• THE RECORDS:
┄┄┄┄┄┄┄┄┄┄┄┄┄┄┄┄┄┄┄┄
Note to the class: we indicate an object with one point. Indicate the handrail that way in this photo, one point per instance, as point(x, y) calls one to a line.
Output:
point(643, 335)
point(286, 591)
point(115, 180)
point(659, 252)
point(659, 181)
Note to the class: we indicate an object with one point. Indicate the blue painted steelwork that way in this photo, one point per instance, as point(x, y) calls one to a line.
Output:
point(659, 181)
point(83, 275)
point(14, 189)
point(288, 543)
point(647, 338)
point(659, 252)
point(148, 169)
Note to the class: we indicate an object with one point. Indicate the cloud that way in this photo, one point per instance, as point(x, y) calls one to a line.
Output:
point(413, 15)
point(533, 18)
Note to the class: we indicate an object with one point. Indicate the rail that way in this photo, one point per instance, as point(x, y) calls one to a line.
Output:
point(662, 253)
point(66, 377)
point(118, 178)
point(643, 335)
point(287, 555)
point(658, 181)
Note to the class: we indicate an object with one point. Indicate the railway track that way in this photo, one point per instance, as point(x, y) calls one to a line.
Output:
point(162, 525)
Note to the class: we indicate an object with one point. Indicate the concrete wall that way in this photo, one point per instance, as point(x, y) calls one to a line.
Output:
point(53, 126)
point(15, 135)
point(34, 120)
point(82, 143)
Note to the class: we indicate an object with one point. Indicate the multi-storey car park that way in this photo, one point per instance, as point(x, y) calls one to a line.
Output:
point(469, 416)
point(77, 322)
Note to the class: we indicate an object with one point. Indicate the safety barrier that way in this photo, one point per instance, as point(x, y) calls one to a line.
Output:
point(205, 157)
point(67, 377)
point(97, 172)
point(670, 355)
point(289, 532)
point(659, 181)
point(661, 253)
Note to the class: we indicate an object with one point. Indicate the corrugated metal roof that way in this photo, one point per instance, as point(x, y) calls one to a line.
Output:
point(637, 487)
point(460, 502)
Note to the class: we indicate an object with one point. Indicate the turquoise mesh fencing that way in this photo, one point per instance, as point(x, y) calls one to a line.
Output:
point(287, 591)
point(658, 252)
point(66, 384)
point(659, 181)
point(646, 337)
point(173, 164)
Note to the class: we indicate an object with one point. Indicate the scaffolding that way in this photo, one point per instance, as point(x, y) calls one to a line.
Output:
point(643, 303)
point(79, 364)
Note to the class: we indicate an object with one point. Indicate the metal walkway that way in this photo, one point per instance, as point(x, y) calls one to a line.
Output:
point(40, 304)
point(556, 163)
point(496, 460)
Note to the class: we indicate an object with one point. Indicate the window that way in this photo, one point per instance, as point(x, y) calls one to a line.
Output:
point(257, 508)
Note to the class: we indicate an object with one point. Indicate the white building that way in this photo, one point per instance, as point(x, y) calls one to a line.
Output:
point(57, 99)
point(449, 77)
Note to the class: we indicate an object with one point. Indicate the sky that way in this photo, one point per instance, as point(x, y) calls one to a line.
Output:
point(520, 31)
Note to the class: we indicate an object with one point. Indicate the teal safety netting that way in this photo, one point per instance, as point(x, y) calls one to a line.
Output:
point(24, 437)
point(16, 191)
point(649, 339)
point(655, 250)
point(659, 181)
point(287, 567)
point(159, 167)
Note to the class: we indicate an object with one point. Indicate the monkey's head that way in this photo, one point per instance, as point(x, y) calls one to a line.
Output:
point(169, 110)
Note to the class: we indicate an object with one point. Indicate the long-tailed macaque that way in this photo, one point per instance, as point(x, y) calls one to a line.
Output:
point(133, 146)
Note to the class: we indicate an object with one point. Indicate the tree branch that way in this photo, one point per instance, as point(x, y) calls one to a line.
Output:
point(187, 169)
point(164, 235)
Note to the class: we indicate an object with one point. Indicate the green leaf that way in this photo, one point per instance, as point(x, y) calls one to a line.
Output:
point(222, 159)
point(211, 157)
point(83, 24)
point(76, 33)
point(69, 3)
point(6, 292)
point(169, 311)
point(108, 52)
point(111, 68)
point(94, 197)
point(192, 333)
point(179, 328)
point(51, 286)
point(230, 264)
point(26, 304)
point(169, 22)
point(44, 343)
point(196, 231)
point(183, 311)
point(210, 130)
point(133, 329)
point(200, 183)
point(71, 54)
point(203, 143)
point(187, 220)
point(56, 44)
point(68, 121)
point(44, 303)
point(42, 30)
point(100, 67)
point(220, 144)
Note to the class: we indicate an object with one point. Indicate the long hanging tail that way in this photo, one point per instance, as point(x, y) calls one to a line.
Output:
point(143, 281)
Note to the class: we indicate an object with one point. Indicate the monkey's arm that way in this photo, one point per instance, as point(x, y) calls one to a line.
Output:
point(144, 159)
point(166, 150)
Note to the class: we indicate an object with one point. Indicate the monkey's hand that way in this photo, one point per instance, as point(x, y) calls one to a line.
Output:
┄┄┄┄┄┄┄┄┄┄┄┄┄┄┄┄┄┄┄┄
• WORK TO DO: Can you arrange all of the lines above as a Markdown table with the columns "Row" and "Line," giving each line its row number and leaving out any blank lines?

• RESPONSE TO THE EXERCISE:
| Row | Line |
|---|---|
| 1 | Note to the class: we indicate an object with one point. Indicate the handrail that way in this photo, one point per instance, as point(x, y) calls one to a line. |
| 2 | Output: |
| 3 | point(643, 335) |
| 4 | point(286, 591) |
| 5 | point(115, 180) |
| 6 | point(659, 252) |
| 7 | point(659, 181) |
| 8 | Note to the class: we indicate an object with one point. Indicate the blue painted steelwork that way in this photo, one point per instance, as point(x, y) calls one to a line. |
| 9 | Output: |
| 10 | point(659, 181) |
| 11 | point(83, 275) |
| 12 | point(14, 189) |
| 13 | point(288, 543) |
| 14 | point(647, 338) |
| 15 | point(659, 252) |
| 16 | point(148, 169) |
| 17 | Note to the class: we indicate an object with one point. Indicate the cloud that way in this photo, one point per instance, as point(x, y) calls one to a line. |
| 18 | Output: |
| 19 | point(413, 15) |
| 20 | point(533, 18) |
| 21 | Note to the class: we indicate an object with one point. Indicate the rail that way in this photo, one point per instance, as point(x, y) calls one to a line. |
| 22 | Output: |
| 23 | point(662, 253) |
| 24 | point(66, 377) |
| 25 | point(118, 178) |
| 26 | point(643, 335) |
| 27 | point(287, 555) |
| 28 | point(658, 181) |
| 29 | Note to the class: we indicate an object with one point. Indicate the railway track that way in this photo, one point per instance, as point(x, y) calls one to a line. |
| 30 | Output: |
| 31 | point(162, 525) |
| 32 | Note to the class: we indicate an object with one point. Indicate the concrete wall that way in this photo, one point per instance, as point(x, y) calls one to a line. |
| 33 | Output: |
| 34 | point(53, 126) |
| 35 | point(15, 135) |
| 36 | point(34, 120) |
| 37 | point(82, 143) |
| 38 | Note to the class: we indicate an object with one point. Indicate the multi-storey car park that way in this photo, one point per instance, as point(x, y) calls one to a line. |
| 39 | Output: |
| 40 | point(469, 416) |
| 41 | point(77, 322) |
| 42 | Note to the class: we indicate an object with one point. Indicate the safety barrier that way in this photo, one point per instance, as point(x, y) calls one to a line. |
| 43 | Output: |
| 44 | point(205, 157) |
| 45 | point(67, 377) |
| 46 | point(97, 172) |
| 47 | point(670, 355) |
| 48 | point(289, 532) |
| 49 | point(659, 181) |
| 50 | point(661, 253) |
| 51 | Note to the class: we indicate an object with one point. Indicate the corrugated metal roof that way in this photo, one point per instance, as point(x, y) calls one to a line. |
| 52 | Output: |
| 53 | point(637, 487) |
| 54 | point(460, 502) |
| 55 | Note to the class: we indicate an object with one point. Indicate the turquoise mesh fencing that way in this photo, one point per instance, as point(x, y) calls one to a line. |
| 56 | Output: |
| 57 | point(287, 591) |
| 58 | point(658, 252) |
| 59 | point(66, 384) |
| 60 | point(659, 181) |
| 61 | point(646, 337) |
| 62 | point(173, 164) |
| 63 | Note to the class: we indicate an object with one point. Indicate the scaffolding that way in this photo, one point per instance, as point(x, y) calls one to a line. |
| 64 | Output: |
| 65 | point(643, 303) |
| 66 | point(79, 364) |
| 67 | Note to the class: we indicate an object with one point. Indicate the metal walkway that way in this photo, one point per instance, as point(x, y) calls one to a line. |
| 68 | Output: |
| 69 | point(40, 304) |
| 70 | point(556, 163) |
| 71 | point(496, 460) |
| 72 | Note to the class: we indicate an object with one point. Indicate the window that way in this photo, one point per instance, as point(x, y) calls one to a line. |
| 73 | Output: |
| 74 | point(257, 508) |
| 75 | Note to the class: we indicate an object with one point. Indicate the white building that way in this photo, one point per instance, as point(x, y) calls one to a line. |
| 76 | Output: |
| 77 | point(57, 99) |
| 78 | point(449, 77) |
| 79 | Note to the class: we indicate an object with one point. Indicate the sky that way in this photo, one point per instance, as point(x, y) calls one to a line. |
| 80 | Output: |
| 81 | point(520, 31) |
| 82 | Note to the class: we indicate an object with one point. Indicate the teal safety netting that way in this photo, one point per instance, as point(x, y) calls one to a line. |
| 83 | Output: |
| 84 | point(24, 437) |
| 85 | point(16, 191) |
| 86 | point(649, 339) |
| 87 | point(655, 250) |
| 88 | point(659, 181) |
| 89 | point(287, 567) |
| 90 | point(159, 167) |
| 91 | Note to the class: we indicate an object with one point. Indicate the monkey's head that way in this photo, one point per instance, as point(x, y) calls one to a line. |
| 92 | Output: |
| 93 | point(169, 110) |
| 94 | Note to the class: we indicate an object with one point. Indicate the long-tailed macaque that way in this photo, one point per instance, as point(x, y) calls one to a line. |
| 95 | Output: |
| 96 | point(133, 146) |
| 97 | Note to the class: we indicate an object with one point. Indicate the tree branch that way in this photo, one point per instance, as point(x, y) calls one to a line. |
| 98 | Output: |
| 99 | point(187, 169) |
| 100 | point(164, 235) |
| 101 | Note to the class: we indicate an object with one point. Indicate the green leaf that way in this photo, one point per instance, as point(x, y) calls one to a line. |
| 102 | Output: |
| 103 | point(222, 159) |
| 104 | point(211, 157) |
| 105 | point(83, 24) |
| 106 | point(76, 33) |
| 107 | point(69, 3) |
| 108 | point(6, 292) |
| 109 | point(169, 311) |
| 110 | point(108, 52) |
| 111 | point(111, 68) |
| 112 | point(94, 197) |
| 113 | point(192, 333) |
| 114 | point(179, 328) |
| 115 | point(51, 286) |
| 116 | point(230, 264) |
| 117 | point(26, 304) |
| 118 | point(169, 22) |
| 119 | point(44, 343) |
| 120 | point(196, 231) |
| 121 | point(183, 311) |
| 122 | point(210, 130) |
| 123 | point(133, 329) |
| 124 | point(200, 183) |
| 125 | point(71, 54) |
| 126 | point(203, 143) |
| 127 | point(187, 220) |
| 128 | point(56, 44) |
| 129 | point(68, 121) |
| 130 | point(44, 303) |
| 131 | point(42, 30) |
| 132 | point(100, 67) |
| 133 | point(220, 144) |
| 134 | Note to the class: we indicate an object with one point. Indicate the long hanging tail that way in this photo, one point per instance, as point(x, y) calls one to a line. |
| 135 | Output: |
| 136 | point(143, 281) |
| 137 | Note to the class: we indicate an object with one point. Indicate the monkey's arm that way in this photo, one point per instance, as point(x, y) calls one to a line. |
| 138 | Output: |
| 139 | point(144, 159) |
| 140 | point(166, 150) |
| 141 | Note to the class: we indicate an object with one point. Indicate the monkey's hand that way in this photo, one point per instance, as point(x, y) calls one to a line. |
| 142 | Output: |